──────── DATA SHOWN ────────

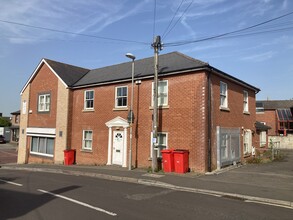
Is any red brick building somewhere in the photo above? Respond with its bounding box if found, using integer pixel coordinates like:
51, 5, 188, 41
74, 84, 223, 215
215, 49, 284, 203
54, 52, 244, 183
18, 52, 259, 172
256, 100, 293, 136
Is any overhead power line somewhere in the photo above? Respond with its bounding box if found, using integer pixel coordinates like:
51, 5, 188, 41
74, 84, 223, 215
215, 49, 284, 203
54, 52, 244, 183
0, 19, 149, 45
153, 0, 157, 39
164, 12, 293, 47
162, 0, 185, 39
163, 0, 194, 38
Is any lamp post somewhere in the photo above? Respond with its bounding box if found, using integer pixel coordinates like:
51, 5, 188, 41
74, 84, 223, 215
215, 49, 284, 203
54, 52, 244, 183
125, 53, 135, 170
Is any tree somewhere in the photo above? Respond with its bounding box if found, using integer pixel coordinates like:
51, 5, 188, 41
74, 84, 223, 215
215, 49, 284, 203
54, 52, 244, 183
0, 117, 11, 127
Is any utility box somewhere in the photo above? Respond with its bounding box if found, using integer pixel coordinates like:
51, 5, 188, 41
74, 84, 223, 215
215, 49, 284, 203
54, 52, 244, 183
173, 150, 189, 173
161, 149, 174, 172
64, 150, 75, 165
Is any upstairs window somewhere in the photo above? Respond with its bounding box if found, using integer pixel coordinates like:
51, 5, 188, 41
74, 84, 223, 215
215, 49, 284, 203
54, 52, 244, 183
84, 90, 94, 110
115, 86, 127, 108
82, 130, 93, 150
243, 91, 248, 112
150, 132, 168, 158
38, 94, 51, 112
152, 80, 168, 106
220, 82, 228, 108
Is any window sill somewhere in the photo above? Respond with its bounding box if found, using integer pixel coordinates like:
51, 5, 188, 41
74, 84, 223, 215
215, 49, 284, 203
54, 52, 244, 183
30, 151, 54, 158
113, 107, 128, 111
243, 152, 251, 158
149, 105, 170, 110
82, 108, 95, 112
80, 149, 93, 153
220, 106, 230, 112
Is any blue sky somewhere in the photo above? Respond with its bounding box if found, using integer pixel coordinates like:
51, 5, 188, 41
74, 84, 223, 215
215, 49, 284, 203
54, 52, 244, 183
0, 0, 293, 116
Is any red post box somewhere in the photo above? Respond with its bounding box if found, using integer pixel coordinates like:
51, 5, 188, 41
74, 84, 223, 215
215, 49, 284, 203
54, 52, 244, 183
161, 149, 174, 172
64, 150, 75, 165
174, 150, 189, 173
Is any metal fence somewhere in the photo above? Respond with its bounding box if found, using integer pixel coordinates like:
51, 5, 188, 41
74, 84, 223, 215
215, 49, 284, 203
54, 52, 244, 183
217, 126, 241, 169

────────
──────── DATA SHOWN ────────

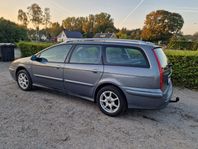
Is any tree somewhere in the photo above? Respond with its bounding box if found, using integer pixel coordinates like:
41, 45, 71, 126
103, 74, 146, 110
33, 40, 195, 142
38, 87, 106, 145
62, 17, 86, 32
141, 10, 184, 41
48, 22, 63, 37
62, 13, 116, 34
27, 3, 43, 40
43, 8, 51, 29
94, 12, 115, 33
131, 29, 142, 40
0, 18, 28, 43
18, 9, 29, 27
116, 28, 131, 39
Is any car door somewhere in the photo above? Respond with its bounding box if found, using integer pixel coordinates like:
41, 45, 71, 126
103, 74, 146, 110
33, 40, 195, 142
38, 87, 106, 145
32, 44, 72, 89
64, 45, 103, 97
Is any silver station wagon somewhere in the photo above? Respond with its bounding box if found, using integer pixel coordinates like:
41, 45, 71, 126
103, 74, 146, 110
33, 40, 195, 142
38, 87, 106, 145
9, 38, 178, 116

────────
──────── DATA SHOWN ────────

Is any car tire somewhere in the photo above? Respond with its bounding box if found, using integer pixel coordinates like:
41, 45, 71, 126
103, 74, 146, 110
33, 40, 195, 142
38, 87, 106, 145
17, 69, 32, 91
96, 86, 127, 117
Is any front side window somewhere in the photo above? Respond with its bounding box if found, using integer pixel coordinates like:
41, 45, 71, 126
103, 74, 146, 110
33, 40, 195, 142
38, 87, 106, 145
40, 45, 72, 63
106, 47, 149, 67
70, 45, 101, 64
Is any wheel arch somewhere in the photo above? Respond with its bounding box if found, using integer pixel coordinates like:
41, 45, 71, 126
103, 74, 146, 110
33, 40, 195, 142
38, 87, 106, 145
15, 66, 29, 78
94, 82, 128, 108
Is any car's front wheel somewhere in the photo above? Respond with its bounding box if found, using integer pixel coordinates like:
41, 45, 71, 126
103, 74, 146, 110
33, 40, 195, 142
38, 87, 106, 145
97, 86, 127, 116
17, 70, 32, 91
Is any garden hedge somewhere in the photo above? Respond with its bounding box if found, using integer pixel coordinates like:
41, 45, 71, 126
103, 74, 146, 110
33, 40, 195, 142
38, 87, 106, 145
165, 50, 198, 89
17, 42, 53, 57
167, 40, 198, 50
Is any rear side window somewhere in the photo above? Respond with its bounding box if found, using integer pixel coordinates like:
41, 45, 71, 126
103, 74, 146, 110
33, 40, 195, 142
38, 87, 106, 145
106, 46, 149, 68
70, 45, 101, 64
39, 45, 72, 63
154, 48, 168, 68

────────

Please reproduce, word for word, the part of the records that opens with the line containing "Is any wheel" and closes with the line containing "154, 48, 168, 68", both of those lines included.

§ EXPECTED ANSWER
Is any wheel arch somewhere in the photo above? Respond with its bounding box if found, using integer pixel coordinates like:
41, 45, 71, 126
103, 74, 146, 110
33, 40, 195, 142
38, 87, 106, 145
15, 66, 29, 78
94, 82, 128, 108
Is any car's front wheel somewhere in the photo above? Respond with its bounding box if found, using integer pixel coordinates like:
41, 45, 71, 126
103, 74, 146, 110
33, 40, 195, 142
38, 87, 106, 145
97, 86, 127, 116
17, 70, 32, 91
Is any garden hedge somewhere in the photo above? Respond with its bounding box if found, using integer pixel coordinates like:
41, 45, 71, 126
103, 74, 146, 110
33, 40, 195, 142
38, 87, 106, 145
165, 50, 198, 89
17, 42, 53, 57
167, 40, 198, 50
Is any rear side window somewhere in the photo above? Respond with its bounding box if found, using integer pixel coordinates like:
41, 45, 71, 126
103, 74, 146, 110
33, 40, 195, 142
38, 87, 106, 145
106, 46, 149, 68
70, 45, 101, 64
39, 45, 72, 63
154, 48, 168, 68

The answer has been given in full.